** Begin **

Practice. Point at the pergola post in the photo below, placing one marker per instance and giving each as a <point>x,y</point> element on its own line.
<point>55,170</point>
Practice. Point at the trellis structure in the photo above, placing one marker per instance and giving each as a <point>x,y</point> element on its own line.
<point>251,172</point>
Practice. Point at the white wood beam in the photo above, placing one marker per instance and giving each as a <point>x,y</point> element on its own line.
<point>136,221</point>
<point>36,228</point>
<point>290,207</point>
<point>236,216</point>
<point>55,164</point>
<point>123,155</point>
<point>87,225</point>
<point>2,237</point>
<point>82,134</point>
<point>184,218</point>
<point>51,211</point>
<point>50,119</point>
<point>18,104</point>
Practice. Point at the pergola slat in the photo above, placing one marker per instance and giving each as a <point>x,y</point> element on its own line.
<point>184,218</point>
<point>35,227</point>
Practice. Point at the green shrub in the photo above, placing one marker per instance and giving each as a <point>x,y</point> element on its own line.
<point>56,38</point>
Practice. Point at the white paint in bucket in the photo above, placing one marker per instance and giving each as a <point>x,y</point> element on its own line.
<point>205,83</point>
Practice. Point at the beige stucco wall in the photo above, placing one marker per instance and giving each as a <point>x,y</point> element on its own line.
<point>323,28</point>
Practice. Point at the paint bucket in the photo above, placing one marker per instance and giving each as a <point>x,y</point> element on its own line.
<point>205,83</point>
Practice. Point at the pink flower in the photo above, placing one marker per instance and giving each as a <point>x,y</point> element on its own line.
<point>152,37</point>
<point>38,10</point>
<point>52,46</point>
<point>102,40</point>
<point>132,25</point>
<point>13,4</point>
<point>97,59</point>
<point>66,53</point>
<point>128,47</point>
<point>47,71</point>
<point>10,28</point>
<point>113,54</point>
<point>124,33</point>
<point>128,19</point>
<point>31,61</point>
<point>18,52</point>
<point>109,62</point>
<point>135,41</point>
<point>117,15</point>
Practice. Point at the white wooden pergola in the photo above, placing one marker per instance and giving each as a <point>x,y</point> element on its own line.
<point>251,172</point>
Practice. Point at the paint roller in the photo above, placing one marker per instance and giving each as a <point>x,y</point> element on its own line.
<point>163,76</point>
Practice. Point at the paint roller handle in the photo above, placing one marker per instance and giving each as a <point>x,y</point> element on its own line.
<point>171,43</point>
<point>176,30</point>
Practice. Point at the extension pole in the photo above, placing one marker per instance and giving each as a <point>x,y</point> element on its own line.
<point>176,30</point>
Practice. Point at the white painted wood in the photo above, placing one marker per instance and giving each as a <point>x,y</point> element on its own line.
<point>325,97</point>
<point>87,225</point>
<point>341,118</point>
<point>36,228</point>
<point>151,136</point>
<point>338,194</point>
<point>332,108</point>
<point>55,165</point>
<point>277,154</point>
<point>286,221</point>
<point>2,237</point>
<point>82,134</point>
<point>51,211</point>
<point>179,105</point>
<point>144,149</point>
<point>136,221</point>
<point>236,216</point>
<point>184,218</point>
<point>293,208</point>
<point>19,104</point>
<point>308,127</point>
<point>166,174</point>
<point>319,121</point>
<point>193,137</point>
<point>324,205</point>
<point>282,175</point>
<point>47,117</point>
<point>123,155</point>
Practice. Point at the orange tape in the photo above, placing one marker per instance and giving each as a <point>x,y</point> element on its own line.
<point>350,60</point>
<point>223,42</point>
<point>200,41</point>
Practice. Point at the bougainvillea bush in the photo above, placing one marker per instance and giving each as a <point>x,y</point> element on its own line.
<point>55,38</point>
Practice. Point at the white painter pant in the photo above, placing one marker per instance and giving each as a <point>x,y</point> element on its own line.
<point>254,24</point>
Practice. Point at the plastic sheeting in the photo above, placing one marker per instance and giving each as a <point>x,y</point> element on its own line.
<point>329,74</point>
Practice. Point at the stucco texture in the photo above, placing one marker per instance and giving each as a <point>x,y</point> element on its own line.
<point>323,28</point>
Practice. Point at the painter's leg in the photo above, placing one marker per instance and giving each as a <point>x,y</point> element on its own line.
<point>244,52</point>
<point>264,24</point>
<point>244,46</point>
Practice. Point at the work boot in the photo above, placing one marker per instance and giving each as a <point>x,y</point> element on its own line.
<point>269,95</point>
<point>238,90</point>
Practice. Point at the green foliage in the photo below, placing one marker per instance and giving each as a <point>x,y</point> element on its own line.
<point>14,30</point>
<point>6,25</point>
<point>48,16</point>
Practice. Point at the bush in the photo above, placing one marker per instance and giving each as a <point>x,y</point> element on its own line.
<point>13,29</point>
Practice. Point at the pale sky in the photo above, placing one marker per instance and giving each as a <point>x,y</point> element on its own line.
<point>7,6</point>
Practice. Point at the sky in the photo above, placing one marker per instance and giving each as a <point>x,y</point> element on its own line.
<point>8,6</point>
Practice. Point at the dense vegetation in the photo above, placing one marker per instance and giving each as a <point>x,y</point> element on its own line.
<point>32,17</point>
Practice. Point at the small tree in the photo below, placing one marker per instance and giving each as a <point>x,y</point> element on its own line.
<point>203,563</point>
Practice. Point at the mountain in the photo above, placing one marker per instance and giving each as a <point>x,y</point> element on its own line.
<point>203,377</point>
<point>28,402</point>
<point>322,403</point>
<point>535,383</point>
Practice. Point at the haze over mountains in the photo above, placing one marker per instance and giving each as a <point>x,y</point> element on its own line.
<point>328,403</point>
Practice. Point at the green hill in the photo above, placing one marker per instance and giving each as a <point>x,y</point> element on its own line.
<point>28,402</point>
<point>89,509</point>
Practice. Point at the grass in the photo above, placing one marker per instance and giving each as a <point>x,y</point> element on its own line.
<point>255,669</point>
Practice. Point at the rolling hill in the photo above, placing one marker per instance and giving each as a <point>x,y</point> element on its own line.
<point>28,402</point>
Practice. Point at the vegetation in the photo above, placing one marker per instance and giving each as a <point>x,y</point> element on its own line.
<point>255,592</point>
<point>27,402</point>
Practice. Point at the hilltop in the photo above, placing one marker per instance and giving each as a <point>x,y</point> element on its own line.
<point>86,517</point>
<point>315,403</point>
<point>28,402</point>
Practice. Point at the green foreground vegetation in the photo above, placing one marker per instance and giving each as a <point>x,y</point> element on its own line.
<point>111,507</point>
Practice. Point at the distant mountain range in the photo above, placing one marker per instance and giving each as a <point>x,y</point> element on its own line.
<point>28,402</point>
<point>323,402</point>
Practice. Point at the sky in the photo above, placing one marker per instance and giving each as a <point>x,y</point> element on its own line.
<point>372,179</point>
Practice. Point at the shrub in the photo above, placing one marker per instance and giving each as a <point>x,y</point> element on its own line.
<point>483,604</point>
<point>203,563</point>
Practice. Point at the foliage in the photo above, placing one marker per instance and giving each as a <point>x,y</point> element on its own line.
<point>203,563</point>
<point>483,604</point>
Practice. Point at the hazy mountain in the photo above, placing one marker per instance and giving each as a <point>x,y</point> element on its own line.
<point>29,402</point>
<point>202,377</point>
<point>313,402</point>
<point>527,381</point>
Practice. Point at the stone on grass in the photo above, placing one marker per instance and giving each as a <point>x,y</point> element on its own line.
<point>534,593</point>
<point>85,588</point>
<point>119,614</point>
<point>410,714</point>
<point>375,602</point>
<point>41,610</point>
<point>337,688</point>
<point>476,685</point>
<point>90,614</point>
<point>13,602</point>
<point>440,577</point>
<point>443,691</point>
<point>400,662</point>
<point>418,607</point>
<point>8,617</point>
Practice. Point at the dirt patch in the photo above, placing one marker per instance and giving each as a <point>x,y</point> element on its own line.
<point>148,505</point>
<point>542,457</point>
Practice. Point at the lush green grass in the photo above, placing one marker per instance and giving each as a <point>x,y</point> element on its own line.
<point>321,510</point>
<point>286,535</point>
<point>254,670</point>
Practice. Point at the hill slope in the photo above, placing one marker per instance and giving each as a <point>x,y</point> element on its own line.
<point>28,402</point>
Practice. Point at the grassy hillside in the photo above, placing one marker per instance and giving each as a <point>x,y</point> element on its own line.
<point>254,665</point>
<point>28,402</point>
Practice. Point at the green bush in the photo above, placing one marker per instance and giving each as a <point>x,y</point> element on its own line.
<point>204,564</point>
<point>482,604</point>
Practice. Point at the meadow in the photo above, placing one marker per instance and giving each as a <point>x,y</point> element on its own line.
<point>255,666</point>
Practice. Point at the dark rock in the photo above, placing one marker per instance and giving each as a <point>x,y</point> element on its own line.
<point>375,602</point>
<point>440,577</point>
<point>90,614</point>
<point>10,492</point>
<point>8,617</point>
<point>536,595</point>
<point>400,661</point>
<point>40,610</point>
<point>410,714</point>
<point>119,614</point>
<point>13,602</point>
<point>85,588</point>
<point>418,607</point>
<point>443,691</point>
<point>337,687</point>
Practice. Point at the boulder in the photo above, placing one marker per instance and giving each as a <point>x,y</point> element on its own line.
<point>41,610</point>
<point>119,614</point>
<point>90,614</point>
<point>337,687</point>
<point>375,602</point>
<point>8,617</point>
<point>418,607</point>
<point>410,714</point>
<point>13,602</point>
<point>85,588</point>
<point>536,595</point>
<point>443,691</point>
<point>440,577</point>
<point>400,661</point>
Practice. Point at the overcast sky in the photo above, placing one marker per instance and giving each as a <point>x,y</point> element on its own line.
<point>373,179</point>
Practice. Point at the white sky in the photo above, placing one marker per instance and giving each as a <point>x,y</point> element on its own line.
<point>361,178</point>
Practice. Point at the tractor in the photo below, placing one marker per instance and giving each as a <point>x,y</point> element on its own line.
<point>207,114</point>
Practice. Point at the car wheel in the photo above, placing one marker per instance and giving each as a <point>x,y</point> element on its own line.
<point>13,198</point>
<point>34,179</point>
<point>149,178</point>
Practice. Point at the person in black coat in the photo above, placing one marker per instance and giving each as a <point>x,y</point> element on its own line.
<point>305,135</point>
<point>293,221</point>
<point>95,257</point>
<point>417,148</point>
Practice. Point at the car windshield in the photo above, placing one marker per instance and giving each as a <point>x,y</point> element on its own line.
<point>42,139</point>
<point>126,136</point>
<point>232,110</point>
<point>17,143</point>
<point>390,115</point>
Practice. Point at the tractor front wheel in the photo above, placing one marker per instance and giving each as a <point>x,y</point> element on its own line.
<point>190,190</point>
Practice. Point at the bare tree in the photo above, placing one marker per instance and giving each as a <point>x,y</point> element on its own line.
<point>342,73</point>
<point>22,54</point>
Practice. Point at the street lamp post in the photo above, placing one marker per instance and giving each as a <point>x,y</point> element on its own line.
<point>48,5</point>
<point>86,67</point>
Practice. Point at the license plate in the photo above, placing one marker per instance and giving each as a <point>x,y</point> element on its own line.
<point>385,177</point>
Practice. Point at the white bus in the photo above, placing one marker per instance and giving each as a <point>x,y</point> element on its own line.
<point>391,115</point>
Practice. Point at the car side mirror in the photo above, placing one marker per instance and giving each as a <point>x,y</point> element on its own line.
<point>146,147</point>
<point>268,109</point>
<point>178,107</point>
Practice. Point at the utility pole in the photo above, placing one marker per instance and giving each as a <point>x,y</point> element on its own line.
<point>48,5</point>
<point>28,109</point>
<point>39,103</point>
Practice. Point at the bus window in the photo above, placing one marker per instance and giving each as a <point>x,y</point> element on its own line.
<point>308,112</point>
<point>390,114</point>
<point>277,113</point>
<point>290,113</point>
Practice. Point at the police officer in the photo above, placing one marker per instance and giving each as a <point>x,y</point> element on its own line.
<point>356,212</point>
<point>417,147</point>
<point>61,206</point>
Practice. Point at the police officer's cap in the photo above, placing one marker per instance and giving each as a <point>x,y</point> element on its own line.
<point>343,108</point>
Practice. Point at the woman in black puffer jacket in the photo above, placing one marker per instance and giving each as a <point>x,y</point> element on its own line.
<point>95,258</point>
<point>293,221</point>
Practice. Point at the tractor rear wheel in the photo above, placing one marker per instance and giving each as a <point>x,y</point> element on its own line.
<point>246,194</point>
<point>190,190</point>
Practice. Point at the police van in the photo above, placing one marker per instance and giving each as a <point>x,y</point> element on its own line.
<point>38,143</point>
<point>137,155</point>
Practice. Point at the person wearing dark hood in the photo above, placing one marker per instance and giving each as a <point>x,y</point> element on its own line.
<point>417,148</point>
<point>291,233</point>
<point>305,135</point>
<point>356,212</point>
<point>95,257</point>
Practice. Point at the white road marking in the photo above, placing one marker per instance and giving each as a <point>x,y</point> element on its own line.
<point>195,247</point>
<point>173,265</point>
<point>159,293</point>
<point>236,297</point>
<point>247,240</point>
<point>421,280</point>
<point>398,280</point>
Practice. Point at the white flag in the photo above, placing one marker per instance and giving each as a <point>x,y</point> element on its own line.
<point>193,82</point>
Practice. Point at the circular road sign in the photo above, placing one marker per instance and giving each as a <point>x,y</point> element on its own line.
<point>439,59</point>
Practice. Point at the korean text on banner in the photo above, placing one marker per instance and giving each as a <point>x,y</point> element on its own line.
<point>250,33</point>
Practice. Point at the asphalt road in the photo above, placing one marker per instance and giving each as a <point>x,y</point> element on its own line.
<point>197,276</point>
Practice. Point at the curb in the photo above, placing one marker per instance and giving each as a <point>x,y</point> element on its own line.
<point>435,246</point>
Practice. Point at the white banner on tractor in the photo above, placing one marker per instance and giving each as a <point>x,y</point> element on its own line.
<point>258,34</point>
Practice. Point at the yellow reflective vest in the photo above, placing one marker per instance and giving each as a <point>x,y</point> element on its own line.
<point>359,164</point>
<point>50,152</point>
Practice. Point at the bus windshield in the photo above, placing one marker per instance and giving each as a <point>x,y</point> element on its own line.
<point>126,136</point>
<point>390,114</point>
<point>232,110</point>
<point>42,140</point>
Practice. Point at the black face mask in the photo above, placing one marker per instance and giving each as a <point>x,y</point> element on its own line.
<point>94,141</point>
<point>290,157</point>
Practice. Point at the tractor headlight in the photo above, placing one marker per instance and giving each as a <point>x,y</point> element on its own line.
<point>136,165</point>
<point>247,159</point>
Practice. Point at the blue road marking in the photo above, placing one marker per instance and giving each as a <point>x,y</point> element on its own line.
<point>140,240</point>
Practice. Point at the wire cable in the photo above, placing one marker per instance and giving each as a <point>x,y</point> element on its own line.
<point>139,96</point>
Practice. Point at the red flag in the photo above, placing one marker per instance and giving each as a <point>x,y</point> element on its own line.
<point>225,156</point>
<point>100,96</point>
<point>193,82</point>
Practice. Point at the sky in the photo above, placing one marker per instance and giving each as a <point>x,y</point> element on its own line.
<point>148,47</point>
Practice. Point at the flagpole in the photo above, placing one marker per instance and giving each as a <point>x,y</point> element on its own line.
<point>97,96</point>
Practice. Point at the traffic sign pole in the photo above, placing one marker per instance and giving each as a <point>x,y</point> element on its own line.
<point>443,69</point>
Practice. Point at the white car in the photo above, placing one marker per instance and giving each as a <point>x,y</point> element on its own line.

** End **

Work required
Rewrite the lines between the one holding "Practice. Point at the distant" and the one holding "<point>372,179</point>", inclusive, swapping "mountain range" for "ridgeline" and leaving everything else as it is.

Exercise solution
Practice. Point at the distant ridgeline in the photo above, placing one marker per instance and giving each as a <point>x,y</point> element on its own line.
<point>28,402</point>
<point>323,402</point>
Practice. Point at the sky in the photo above, placing one marker per instance and giving each as a <point>x,y</point> element on its own line.
<point>372,179</point>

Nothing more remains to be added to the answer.